- DOCUMENT TEXT

Maybe, atoms behave differently under resonant conditions.
I don't know just yet.
-Dogs
Hi Dogs,
Very impressive results! It surely seems like a breakthrough...... keep us informed!
I will soon begin replication of your setup.
Can you answer the following things for me please.
I have my pulser ready but I can't get hold of a BUZ350 FET (out of production). What MOSFET do you have in the lawton pulser?
and,
What dimensions are your tubes. Especially the gap between them. I have 6 tubes of 20 cm with a gap of 1mm ready.
thanks!
Robert
1. Hansvonlieven: "Stan did not use diodes"??
In his patents depicting his famous circuit, he actually name the diode type. This type can handle maxiumum 1200 volts in reverse as far as I found.
2. Dogs, my point is that diodes is specified also with a maximum allowable voltage they can handle in reverse. If increased above, they will be destroyed, as when you do with too high voltages on capacitors.....
Hi Dogs,
Sounds very interesting.
Could you tell a bit more about winding and core specs?
What about a diagram.
I'm about to play around with a Stanley Meyer replication as well in the near future. Need some work-for-money obstacles out of the way first.
Congrationlations on your fine result. Looking forward to some productions measurements.
SwinG
Hans,
Thanks for that interesting schematic.
It seems to validate my use of the bifilar coil arrangement.
It is interesting how these overunity circuits have similar characteristics.
That would be a very interesting project to build.
Has anyone created one and published results?
Regarding the HV on the diodes. It does not seem to be an issue at the low amps.
Additionally, we are witnessing new atomic behaviors in these resonant circuits.
Even water behaves strangely within the circuit (it disassociates).
I'll continue using the single diode for my tests, if it breaks, then we get a bigger one.
Best,
-Dogs
Duped Message Deleted.
dutchy1966, Re: MOSFET
I got a the following from DigiKey.com
Mosfet N-CH 200V 20A P/N: IRFP240PBF-ND
I am using the following tubes:
Material 316L
9/16" x 0.374"
1/4" x 0.374"
Cut to 8 Inch Lengths
Gap: .06" -or- 4/64" (inch)
SwingG, Re: Core Specs
1"x1" U-Core from Magnetics Inc.
Link to U-Core specs and material (P-Type)
http://www.mag-inc.com/ferrites/ferrite_e_i_u_cores.asp
Just wind 2 wires of copper around 1 U-Core.
- Spin the core, to get wire on it. Doing over-hand loops will twist the wire.
I have 2 U-Cores stuck together in document, because it was originally a transformer setup (an attempt at a VIC). But now, I am only using the choke portion of it. It should work just as a single U-Core.
Diagram is in the document.
Best Regards,
-Dogs
oystla,
Oh yes, it does work out that it is an LCL circuit.
-Dogs
@ oystla,
I should have been more explicit. The Meyer I referred to is Roy Jerome Meyers not Stan.
@ Dogs
This patent has only very recently surfaced. There is an interesting story connected with it. According to a contemporary news story meyers invented the device while in prison. He actually produced electricity with it for the prison.

- SUPPLIED INFORMATION

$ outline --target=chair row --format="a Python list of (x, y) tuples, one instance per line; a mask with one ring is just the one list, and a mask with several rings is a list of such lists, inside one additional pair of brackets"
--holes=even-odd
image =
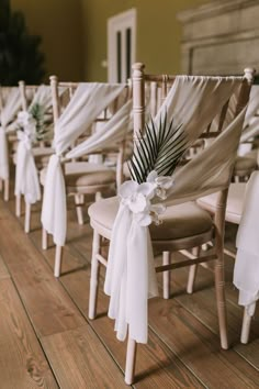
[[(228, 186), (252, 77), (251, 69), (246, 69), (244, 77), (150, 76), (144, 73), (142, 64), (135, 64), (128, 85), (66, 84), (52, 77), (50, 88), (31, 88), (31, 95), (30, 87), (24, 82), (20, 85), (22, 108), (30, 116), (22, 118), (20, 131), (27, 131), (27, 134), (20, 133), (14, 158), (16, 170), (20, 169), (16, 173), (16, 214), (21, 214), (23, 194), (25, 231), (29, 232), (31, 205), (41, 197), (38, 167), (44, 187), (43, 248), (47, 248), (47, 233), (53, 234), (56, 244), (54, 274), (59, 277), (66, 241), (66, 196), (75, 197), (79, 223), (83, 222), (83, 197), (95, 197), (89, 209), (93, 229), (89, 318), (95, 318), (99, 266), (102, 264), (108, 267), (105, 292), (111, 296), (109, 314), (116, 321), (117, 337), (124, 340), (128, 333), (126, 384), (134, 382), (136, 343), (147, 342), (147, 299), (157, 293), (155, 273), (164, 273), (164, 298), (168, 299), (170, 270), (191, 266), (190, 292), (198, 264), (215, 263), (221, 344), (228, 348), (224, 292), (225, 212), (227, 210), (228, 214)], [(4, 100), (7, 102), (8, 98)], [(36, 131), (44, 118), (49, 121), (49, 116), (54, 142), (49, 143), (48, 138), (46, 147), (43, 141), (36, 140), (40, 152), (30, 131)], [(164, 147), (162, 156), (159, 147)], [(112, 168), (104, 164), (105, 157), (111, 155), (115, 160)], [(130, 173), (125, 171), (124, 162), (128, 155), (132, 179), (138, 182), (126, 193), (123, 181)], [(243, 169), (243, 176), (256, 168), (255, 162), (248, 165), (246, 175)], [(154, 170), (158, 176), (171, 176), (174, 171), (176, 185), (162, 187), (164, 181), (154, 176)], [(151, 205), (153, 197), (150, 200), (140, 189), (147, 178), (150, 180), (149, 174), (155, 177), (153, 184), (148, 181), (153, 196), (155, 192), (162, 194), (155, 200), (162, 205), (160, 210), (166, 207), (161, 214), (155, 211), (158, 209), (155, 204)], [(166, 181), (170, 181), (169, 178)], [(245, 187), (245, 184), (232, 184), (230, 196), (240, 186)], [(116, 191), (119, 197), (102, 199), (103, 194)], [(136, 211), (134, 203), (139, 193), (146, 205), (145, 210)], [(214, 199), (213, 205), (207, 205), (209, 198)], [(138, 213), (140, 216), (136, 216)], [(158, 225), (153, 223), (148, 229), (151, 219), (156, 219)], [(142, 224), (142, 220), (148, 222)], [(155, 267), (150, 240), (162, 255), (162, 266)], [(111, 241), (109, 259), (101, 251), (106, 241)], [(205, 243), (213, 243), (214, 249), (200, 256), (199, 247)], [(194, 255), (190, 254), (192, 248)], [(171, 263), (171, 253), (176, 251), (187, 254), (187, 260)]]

- DO THIS
How would the forum thread on the resonant tube circuit above go on from the point where it stops?

- RESPONSE BELOW
The article says: Miss Kate Barnard, who was State Commissioner of Charities and Corrections of Oklahoma, was a guest of Superintendent Sims at the time, and she saw the machine in operation. Miss Barnard was so impressed by it and by Meyers' essential integrity (despite the lapse that had gotten him imprisoned) that she told the story of Roy Meyers when later she appeared before the Arizona legislature to address them concerning prison reform. The legislature and Governor Hunt were convinced to grant Meyers an unsupervised leave of absence for 30 days to travel to Washington DC in order to apply for a patent.
According to the same article, the USPTO demanded to see a working model which Meyers furnished.
No-one knows what happened to his patent application and to his patent as the USPTO denies any knowledge of it.
The patent that has been located is actually an amendment to his earlier patent and was filed in Britain. Presumably this is why it escaped the censors.
I am currently trying to replicate the device, just waiting for materials.
Hans von Lieven
Dogs
Congratulations! Impressive gas production for less than 3 Watts!!
If you don't mind, I would like to replicate this as close as possible to your exact specification & components used.
What version of the Lawton PWM are you using?
Did you build this PWM yourself?
Do you have any idea what the % duty cycle was when you achieved resonance?
Also, what was the relaxation time inbetween pulse trains?
Thank you for answering our questions!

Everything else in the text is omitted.